→ WHAT IS BEING ASKED
Repeat exactly the lines of the entries below from the one with "Identify the turtle front" through the one with "Identify the turtle head.", both ends included, and nothing else.

→ GIVEN DATA
*** Block opens ***

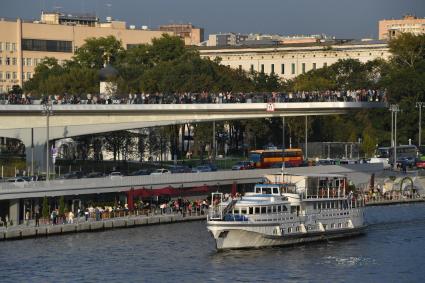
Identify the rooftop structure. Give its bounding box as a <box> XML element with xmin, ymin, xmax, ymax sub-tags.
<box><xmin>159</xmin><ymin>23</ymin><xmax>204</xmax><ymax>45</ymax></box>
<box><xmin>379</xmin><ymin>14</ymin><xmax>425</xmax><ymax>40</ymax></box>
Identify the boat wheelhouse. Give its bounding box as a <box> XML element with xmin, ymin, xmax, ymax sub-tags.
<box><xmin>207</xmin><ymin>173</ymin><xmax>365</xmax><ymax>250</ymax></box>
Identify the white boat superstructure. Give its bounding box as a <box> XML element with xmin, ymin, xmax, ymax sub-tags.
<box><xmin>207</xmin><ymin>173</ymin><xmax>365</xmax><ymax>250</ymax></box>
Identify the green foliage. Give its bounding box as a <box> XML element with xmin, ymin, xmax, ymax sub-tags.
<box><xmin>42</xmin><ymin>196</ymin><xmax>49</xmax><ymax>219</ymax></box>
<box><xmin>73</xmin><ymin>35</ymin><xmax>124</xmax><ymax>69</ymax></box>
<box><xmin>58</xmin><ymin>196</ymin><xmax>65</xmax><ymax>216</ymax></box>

*** Block closes ***
*** Block opens ***

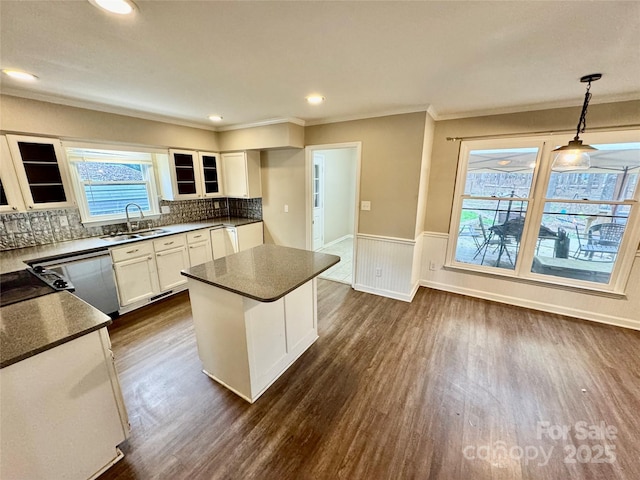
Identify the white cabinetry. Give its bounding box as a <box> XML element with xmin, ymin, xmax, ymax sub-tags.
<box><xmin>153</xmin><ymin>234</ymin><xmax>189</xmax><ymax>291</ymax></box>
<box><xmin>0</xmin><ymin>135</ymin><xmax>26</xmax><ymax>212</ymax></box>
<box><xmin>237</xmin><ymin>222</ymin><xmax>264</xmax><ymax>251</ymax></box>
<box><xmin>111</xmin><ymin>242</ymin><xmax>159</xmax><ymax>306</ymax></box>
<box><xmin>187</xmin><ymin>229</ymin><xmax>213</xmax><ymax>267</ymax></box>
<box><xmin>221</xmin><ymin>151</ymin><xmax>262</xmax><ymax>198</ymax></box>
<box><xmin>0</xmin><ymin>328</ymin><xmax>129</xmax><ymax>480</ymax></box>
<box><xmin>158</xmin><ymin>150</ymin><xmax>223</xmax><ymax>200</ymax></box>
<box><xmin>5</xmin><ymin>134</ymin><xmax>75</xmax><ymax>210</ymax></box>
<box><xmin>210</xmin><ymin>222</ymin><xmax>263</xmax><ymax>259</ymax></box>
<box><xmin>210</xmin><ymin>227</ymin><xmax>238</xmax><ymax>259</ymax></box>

*** Block closes ***
*** Block opens ***

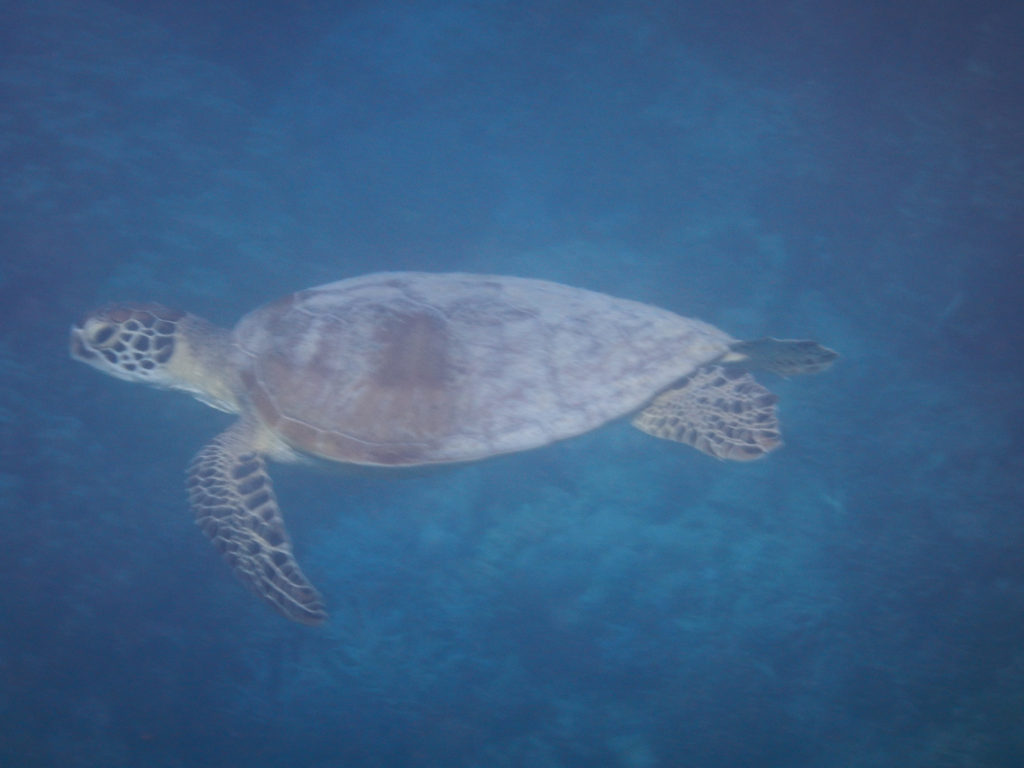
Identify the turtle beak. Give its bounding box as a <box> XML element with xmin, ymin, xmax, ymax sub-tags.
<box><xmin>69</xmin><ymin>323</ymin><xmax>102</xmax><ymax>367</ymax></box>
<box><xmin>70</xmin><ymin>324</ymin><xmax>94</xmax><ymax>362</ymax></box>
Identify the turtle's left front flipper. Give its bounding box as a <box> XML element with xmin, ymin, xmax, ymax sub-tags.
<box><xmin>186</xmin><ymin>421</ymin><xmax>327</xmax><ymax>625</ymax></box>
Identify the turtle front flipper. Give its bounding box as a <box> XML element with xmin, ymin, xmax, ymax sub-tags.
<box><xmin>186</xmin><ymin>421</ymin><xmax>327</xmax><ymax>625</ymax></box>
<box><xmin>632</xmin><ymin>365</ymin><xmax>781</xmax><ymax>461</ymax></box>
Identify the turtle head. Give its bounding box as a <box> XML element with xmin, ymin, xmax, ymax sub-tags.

*** Block closes ***

→ PROBLEM SOLUTION
Identify the turtle front flipper. Give its bounding box as a <box> XML element with xmin, ymin, xmax, ymax sub-tags.
<box><xmin>186</xmin><ymin>421</ymin><xmax>327</xmax><ymax>625</ymax></box>
<box><xmin>632</xmin><ymin>365</ymin><xmax>781</xmax><ymax>461</ymax></box>
Identify the turtle head. Give its bounding box as a <box> XML element with xmin, ymin, xmax, ymax sub-tags.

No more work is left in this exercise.